#### [Problem to solve]
The answer should consist of the records below, repeated exactly, and no pictures.

#### [Data to process]
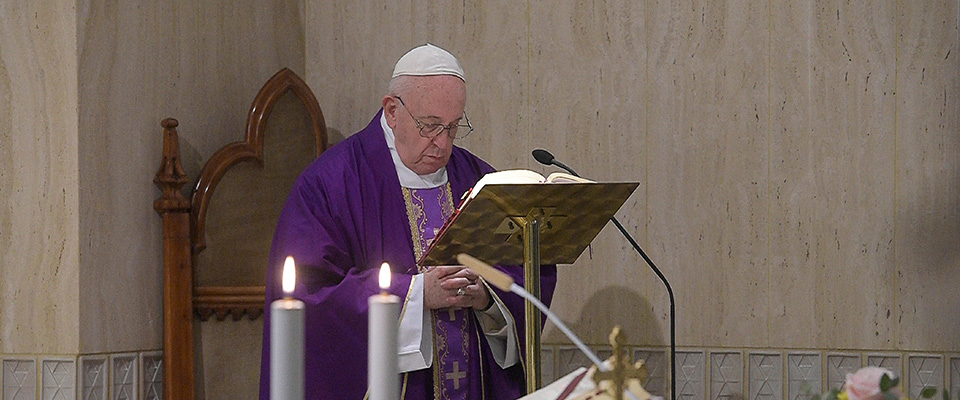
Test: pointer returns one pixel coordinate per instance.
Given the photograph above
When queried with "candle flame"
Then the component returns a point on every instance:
(289, 275)
(384, 276)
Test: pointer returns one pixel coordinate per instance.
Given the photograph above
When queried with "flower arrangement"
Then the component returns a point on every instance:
(874, 383)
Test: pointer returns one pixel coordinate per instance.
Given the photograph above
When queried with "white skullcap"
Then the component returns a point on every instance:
(428, 60)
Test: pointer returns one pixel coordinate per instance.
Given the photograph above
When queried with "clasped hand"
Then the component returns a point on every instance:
(453, 286)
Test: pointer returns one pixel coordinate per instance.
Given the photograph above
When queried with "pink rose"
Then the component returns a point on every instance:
(865, 384)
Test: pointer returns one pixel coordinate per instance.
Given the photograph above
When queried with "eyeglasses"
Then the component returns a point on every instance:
(431, 131)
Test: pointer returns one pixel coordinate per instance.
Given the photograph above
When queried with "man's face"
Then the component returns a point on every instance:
(431, 100)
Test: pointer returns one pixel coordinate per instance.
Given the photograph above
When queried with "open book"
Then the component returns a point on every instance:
(521, 176)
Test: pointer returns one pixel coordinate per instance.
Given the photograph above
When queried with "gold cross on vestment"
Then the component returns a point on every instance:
(456, 375)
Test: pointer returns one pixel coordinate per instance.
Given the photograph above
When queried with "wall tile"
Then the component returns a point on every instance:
(804, 375)
(691, 368)
(151, 369)
(658, 369)
(124, 377)
(923, 370)
(94, 378)
(726, 375)
(839, 365)
(765, 376)
(548, 365)
(58, 378)
(890, 361)
(19, 379)
(954, 384)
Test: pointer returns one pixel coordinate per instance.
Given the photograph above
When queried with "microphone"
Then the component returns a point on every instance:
(505, 282)
(546, 158)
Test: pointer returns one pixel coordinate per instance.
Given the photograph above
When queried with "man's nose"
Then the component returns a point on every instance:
(442, 138)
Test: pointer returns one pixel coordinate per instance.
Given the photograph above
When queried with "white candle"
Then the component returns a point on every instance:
(382, 365)
(286, 341)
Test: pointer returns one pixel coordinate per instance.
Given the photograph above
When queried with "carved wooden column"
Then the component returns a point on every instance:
(177, 270)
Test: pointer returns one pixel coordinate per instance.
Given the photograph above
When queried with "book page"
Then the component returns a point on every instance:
(563, 177)
(506, 177)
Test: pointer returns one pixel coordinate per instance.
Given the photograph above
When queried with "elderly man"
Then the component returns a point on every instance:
(382, 195)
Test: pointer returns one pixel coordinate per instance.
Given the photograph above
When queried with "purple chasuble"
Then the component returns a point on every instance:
(345, 215)
(455, 354)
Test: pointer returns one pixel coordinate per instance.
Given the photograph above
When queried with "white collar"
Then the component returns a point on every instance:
(408, 178)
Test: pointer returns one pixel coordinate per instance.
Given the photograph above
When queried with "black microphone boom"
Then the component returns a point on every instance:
(545, 157)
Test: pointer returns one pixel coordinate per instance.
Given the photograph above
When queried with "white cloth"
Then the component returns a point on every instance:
(427, 60)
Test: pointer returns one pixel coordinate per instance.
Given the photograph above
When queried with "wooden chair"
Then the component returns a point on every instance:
(216, 245)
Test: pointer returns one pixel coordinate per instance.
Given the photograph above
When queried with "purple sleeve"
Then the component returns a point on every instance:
(315, 228)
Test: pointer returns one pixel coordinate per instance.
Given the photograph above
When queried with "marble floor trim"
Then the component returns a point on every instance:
(119, 376)
(770, 374)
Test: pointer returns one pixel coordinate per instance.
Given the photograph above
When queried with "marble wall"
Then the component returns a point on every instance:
(797, 160)
(83, 88)
(39, 217)
(199, 62)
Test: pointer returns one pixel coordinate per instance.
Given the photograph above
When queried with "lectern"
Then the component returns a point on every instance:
(510, 224)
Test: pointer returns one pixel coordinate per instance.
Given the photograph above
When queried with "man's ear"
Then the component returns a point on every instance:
(390, 108)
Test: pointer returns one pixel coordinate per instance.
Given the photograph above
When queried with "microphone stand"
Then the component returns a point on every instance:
(673, 319)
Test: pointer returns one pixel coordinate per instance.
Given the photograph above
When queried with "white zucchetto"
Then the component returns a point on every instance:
(428, 60)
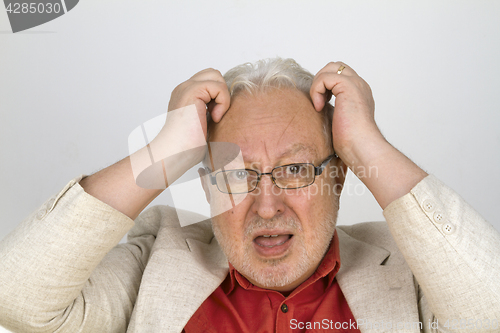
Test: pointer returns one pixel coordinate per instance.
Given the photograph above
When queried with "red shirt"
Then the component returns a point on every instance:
(317, 305)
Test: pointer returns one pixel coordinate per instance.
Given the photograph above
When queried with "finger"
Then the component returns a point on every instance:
(216, 96)
(324, 85)
(334, 67)
(222, 103)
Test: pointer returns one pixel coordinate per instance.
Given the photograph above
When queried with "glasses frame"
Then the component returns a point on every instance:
(318, 170)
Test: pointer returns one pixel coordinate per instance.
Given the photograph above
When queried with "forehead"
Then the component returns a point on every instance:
(275, 125)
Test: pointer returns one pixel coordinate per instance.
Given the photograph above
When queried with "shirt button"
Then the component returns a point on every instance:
(428, 206)
(438, 217)
(41, 213)
(448, 229)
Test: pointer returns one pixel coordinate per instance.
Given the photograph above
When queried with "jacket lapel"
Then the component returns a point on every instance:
(380, 296)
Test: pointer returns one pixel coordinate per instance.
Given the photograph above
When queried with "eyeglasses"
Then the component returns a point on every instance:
(290, 176)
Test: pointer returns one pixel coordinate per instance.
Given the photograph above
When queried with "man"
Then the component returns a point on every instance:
(277, 262)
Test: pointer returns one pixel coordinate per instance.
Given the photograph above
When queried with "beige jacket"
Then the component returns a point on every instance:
(61, 270)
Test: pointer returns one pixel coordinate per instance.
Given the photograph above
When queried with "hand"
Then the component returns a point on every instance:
(184, 134)
(182, 141)
(353, 119)
(208, 91)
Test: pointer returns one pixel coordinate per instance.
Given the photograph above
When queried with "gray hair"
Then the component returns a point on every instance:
(278, 73)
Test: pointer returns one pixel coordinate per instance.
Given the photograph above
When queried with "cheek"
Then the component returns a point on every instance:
(226, 204)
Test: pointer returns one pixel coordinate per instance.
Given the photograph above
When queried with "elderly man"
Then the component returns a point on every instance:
(277, 263)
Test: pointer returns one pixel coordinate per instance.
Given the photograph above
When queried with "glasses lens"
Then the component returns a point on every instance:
(236, 181)
(294, 175)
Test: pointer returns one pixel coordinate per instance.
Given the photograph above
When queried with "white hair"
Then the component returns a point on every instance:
(278, 73)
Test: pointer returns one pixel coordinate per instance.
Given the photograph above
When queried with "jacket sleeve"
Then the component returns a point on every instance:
(453, 253)
(61, 269)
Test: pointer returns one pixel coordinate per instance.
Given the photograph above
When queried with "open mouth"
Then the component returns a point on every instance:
(270, 245)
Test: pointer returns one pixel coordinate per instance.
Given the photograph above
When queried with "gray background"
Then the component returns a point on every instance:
(73, 89)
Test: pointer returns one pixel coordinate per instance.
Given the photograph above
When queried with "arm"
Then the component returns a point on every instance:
(116, 185)
(452, 251)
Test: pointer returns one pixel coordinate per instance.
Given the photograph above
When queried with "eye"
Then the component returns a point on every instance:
(294, 169)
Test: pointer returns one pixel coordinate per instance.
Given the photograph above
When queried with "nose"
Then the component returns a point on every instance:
(268, 199)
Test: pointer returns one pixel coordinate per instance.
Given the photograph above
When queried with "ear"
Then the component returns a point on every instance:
(204, 178)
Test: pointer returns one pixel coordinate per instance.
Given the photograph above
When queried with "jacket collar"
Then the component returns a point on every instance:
(380, 296)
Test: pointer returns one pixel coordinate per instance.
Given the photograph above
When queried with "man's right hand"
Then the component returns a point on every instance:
(208, 91)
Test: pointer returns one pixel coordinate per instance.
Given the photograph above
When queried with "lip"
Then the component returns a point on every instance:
(275, 251)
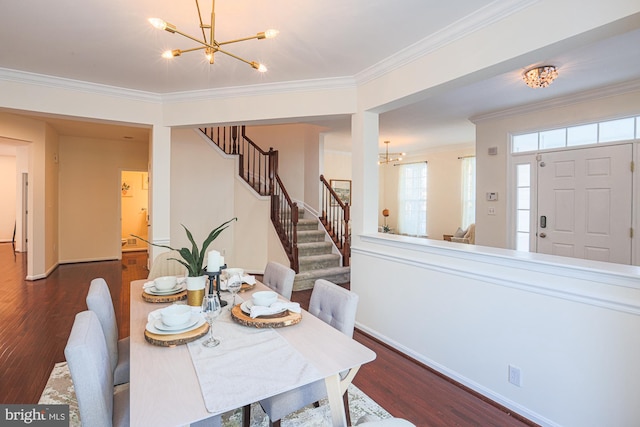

#### [Reply]
Test: pointer returns one pixel coordinate per instance.
Given the photograph above
When queried with "candle flame"
Then the component returns a point on every instance:
(289, 275)
(384, 276)
Test: pointer returns one pixel coordinate per instance.
Given the photograph above
When queried with "flower arrangement"
Then the component returns a point on every instance:
(874, 383)
Test: pointer returns one pixel coordinate per instance.
Given the photograph above
When queried with "white skullcap"
Then the component returns a point on every instance:
(428, 60)
Test: pointer returns one pixel coordinate per instance.
Given the photograph above
When queried with "clasped hand"
Then the component returns a point on every instance:
(453, 286)
Test: pointer returns one pixel coordinate per instance.
Given the photograph above
When queried with "pink rose"
Then the component returns a point on every instance:
(865, 384)
Test: pointer returns one pixel coordinate per instance.
Given the photograph above
When queried with "eyeglasses"
Then the component returns a point on every instance:
(431, 131)
Test: pointer returns one pixel coordinate per instance.
Given the photograph above
When queried with "man's face"
Then the component returns a point on every instance:
(431, 100)
Test: pointer returns one pixel coordinate per instance.
Given the photograph above
When queried with "open book"
Then the component returns a point on every instance:
(521, 176)
Test: pointer returns one pixel coordinate per instance.
Given the photograph above
When queried with "gold cross on vestment"
Then the component returns a point on every instance:
(456, 375)
Test: pointer returns one pixel coordinate per instance.
Given the photograph above
When queried with "wall tile"
Then the component returns a point on every instance:
(804, 375)
(691, 368)
(151, 369)
(658, 369)
(124, 377)
(923, 370)
(94, 378)
(726, 375)
(839, 365)
(765, 376)
(548, 365)
(58, 378)
(890, 361)
(19, 379)
(954, 384)
Test: pointer returns one pixel coordinate per instance.
Given the photograph above
When queried with "microphone"
Then the component returns a point on every instance:
(505, 282)
(546, 158)
Test: pointer returns one pixel coordinate per instance.
Given the photograph above
When queried with "man's nose"
Then the component returns a point on every instance:
(442, 138)
Test: pointer returns one pixel coordinate per instance.
Given the photograph above
When queried with "white candle"
Then the component returns a point on every instance:
(382, 365)
(286, 341)
Test: pointer returns one pixel coordinate per instance.
Given the photograph above
When queried with "carved wooden column"
Then the component returns a point on every instance:
(177, 270)
Test: pointer returns one pixel coordinate per instance.
Given the photograph above
When queried with "book page"
Then the component returns a point on every instance:
(563, 177)
(506, 177)
Test: pointer returns one pixel coordinate per instance.
Given the photograph above
When queried with "elderly man"
Then the component returns a point on every instance:
(382, 195)
Test: pointer returns one pixel coordinate per instance.
Given the photograph above
When queried with "purple chasuble"
Then the component returns a point on every instance:
(345, 215)
(455, 354)
Test: pointer returns one pixel coordinate per instance.
Given the photograph above
When queried with "white collar"
Then the component returns a point on every instance:
(408, 178)
Test: pointer returns one pixel coordinate per instance.
Given the photograph above
When queried with "black microphone boom"
Then the component returns a point on every instance:
(545, 157)
Test: pointer returns one pixel coordinate per instance.
Given the photograph above
When queried with "white cloth"
Then the component returns a point on every instance:
(427, 60)
Test: pointer returns one pixel coordinate per instance.
Given the photograph above
When queried with "wooden chair"
Then the component returns a point on every instance:
(216, 245)
Test: pointer returns one pixel coordinate per instance.
Given the photograph above
When queried with "purple sleeve"
Then the component returns a point on every instance:
(315, 228)
Test: pointer returns one pixel coordinate per instance.
Given the photograph above
When queried with "marble floor trim"
Then the component returns a point on every instance:
(119, 376)
(770, 374)
Test: pointer returns one pixel coordinate per instance.
Given the photograph above
When queried with "marble wall"
Then the component returns a point on every instance:
(797, 160)
(83, 88)
(39, 217)
(199, 62)
Test: pointer returns one pixel coordinate per instance.
Given the photograph above
When queried with "lectern"
Then the component returns a point on every instance:
(510, 224)
Test: pointer returns one pixel coordinate per instance.
Given the photograph above
When queried with "man's ear"
Then the component returns a point on every instance:
(390, 108)
Test: pointer returns one pixel coordinate per instance.
Given the photograph above
When queried with "microphone stand"
Then the component returns a point on every instance:
(673, 319)
Test: pointer returns one pixel coordinate per instance.
Given the photograph above
When queried with "white zucchetto"
Then the component returns a point on every instance:
(428, 60)
Test: pointer returns one pixel coordinate per instance.
Given the photograph above
When queried with "red shirt"
Then the component returns a point on every instance:
(317, 305)
Test: pointer returns one pixel coordinate per instance.
Given the photograph above
When queried with "finger"
Then the component returns a point on every instance:
(216, 96)
(324, 85)
(334, 67)
(222, 103)
Test: pointer returns one pixel coordinate per instance.
Given the photograph above
When queried with "glasses frame"
Then the component returns a point on every instance:
(318, 170)
Test: pointer returns one pixel coordinate per instance.
Given the photograph above
When queried with "forehead"
Then the component returns a point on every instance:
(275, 125)
Test: pointer returns one pixel coordinate per instance.
Given the photograph above
When queried with "shirt button"
Then the component returns a point on every instance:
(428, 206)
(438, 217)
(41, 213)
(448, 229)
Test: pointer returns one pixel coordinate per instance.
Given the photograph above
When queried with "jacket lapel"
Then the component returns a point on every instance:
(380, 296)
Test: pointer returns one pixel coordinate per instance.
Given the photograph above
When queried with "eyeglasses"
Then the component returns a point on every instance:
(290, 176)
Test: pointer returns one pixel coordinate per instance.
Given the photograph above
When queried with "man"
Then the component returns a point on every instance:
(277, 262)
Test: pointer returns one pixel coordinate per instance.
Given the photograph above
When queried with "beige jacket"
Then the component returns a point on every instance:
(61, 270)
Test: pointer returns one pixel coordinate per instance.
Given the photograph above
When queried with "hand"
Then the component returns a point on every instance:
(184, 134)
(182, 141)
(353, 119)
(208, 91)
Test: pointer returns one pixel coordinate per instance.
Given the photograph above
When queried with "gray hair"
Then the component returns a point on every instance:
(278, 73)
Test: pointer returns one pixel coordinate per instance.
Given the photograph above
When queried with "cheek"
Then the component returns a point on every instance:
(226, 204)
Test: pointer returns one pixel coordinate per instance.
Given the photograph above
When queried with "elderly man"
Then the component returns a point on every instance:
(277, 263)
Test: pointer returns one pixel coordinate per instance.
Given the photograph above
When queried with "glasses lens"
Then the component returns a point on every instance:
(236, 181)
(294, 175)
Test: pointer returns one pixel coordinate per instance.
Given the photograph above
When queried with "white hair"
Then the component returns a point on every instance:
(278, 73)
Test: pointer returns one pixel coordinate per instance.
Given the photograph above
When queried with "jacket sleeve"
Then the component returns a point on every instance:
(453, 253)
(61, 269)
Test: pointer returns one pixel coordinate per instance.
Given the photograph above
When queried with "open mouth"
Then the component returns a point on every instance:
(270, 245)
Test: pointer returns one pixel coordinate per instance.
Given the photograph above
When queried with "gray background"
Then the component returns a point on every instance:
(73, 89)
Test: pointer returns one pixel coordinate per instance.
Given the photograph above
When queried with "arm"
Then the component returns a point on every instance:
(116, 185)
(452, 251)
Test: pointer returns one pixel coordinate per instance.
Given the photograph above
When queried with "eye"
Then the component returns a point on every instance:
(294, 169)
Test: pointer returns one pixel coordinate per instance.
Given the photograph above
When queried with "nose"
Then the component returns a point on every instance:
(268, 199)
Test: pointer returns one pixel coordinate per instance.
Given the photograph above
When queried with "ear"
Then the component returns a point on every instance:
(204, 178)
Test: pointer returns one pixel coordinate per instance.
Given the photograph above
When queried with "jacket collar"
Then the component returns a point on every instance:
(380, 296)
Test: pointer returns one pixel coordinate per instance.
Given the photograph above
When queried with "man's right hand"
Then the component returns a point on every instance:
(208, 91)
Test: pointer returns one pixel coordinate per instance.
Given the photograph above
When queried with "lip"
Then the component returns a point on every instance:
(275, 251)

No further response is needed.